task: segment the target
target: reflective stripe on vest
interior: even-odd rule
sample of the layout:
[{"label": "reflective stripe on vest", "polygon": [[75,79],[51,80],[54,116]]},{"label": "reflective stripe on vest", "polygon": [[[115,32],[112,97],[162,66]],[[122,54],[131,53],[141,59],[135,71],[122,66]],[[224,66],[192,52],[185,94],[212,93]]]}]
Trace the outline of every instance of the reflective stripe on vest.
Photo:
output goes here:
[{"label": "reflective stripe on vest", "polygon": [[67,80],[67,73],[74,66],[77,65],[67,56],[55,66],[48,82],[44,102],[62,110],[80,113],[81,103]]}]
★ ★ ★ ★ ★ ★ ★
■ **TASK OBJECTIVE**: Change "even-odd rule" to "nonzero winding rule" in the stretch from the start of the material through the line containing "sample of the", leaving everything else the same, and give only those lines.

■ **FULL SOLUTION**:
task: segment the target
target: reflective stripe on vest
interior: nonzero winding rule
sample of the layout:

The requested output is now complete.